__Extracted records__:

········

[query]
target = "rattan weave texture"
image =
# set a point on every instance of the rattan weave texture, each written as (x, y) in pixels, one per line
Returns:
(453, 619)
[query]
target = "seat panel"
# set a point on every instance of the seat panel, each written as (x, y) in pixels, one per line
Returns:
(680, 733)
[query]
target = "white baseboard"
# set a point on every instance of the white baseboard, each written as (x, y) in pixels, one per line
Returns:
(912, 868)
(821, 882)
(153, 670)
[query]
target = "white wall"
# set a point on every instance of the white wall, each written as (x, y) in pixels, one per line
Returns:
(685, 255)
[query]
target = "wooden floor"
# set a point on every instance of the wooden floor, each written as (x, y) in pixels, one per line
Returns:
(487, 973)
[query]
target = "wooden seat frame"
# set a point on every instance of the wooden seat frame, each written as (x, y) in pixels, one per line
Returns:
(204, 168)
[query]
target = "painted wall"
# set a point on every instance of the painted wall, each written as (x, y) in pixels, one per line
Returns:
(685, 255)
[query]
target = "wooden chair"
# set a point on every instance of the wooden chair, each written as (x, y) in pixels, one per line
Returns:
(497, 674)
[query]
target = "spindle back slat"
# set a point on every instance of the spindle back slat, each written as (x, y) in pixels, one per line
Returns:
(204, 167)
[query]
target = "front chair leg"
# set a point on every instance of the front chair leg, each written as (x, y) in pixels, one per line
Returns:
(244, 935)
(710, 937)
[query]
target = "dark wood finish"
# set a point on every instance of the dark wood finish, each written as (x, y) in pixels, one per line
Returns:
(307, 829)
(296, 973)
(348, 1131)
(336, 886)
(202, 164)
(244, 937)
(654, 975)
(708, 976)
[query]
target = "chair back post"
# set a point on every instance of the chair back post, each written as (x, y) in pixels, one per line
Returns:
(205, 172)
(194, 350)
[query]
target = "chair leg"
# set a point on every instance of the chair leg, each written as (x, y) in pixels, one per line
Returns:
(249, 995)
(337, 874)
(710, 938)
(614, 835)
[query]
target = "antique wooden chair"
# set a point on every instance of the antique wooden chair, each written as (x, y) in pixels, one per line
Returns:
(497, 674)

········

__Work to complete__:
When you output the entries, keep every word exactly as it stands.

__Output for this task__:
[query]
target = "rattan weave texture"
image =
# set a point on every instance of the rattan weave texture, each written as (x, y) in pixels, one per line
Returns:
(453, 619)
[query]
target = "seat panel"
# set a point on every instance of the seat panel, each written as (x, y) in pixels, one per line
Returns:
(680, 733)
[query]
target = "white baseboard"
# set a point on every instance of the white baseboard, each written as (x, y) in pixels, one per line
Returns:
(912, 868)
(821, 882)
(153, 670)
[query]
target = "white wall"
# set a point on every instance of the white wall, each written as (x, y) in pixels, one per line
Returns:
(685, 255)
[query]
target = "wooden floor"
# set a point on every instance of the wooden floor, each written as (x, y) in pixels, one per line
Returns:
(487, 973)
[query]
target = "wooden seat frame"
# set a point on every instance of the wooden seat frame, each written as (x, y) in pixels, one per line
Returns:
(204, 168)
[query]
target = "painted wall"
# set a point on every instance of the painted wall, each written as (x, y) in pixels, one per line
Returns:
(685, 255)
[query]
target = "wooden chair"
# set a point on every instance of the wooden chair, each written as (x, y) in pixels, one per line
Returns:
(497, 674)
[query]
target = "spindle back slat"
# set a point on every instance of the spindle back slat, each written as (x, y) in pixels, one per line
Returns:
(204, 167)
[query]
target = "front chair leg"
# set a point on every instance of the front chair leg, each written as (x, y) in pixels, one per line
Returns:
(244, 935)
(710, 937)
[query]
target = "dark wood finish"
# set a point on every instance of the dark wood finish, each written as (x, y) in pixels, one per line
Returns:
(307, 829)
(296, 973)
(348, 1131)
(336, 886)
(202, 164)
(244, 937)
(654, 975)
(708, 976)
[query]
target = "chair back post"
# set a point on every instance of the chair back post, each written as (x, y) in pixels, one per line
Returns:
(205, 172)
(194, 350)
[query]
target = "chair leg"
# set a point on every instance of the chair leg, each written as (x, y) in pixels, one per line
Returns:
(249, 995)
(337, 874)
(710, 938)
(614, 835)
[query]
target = "antique wooden chair"
# set a point on every instance of the antique wooden chair, each written as (x, y) in pixels, one per line
Returns:
(497, 674)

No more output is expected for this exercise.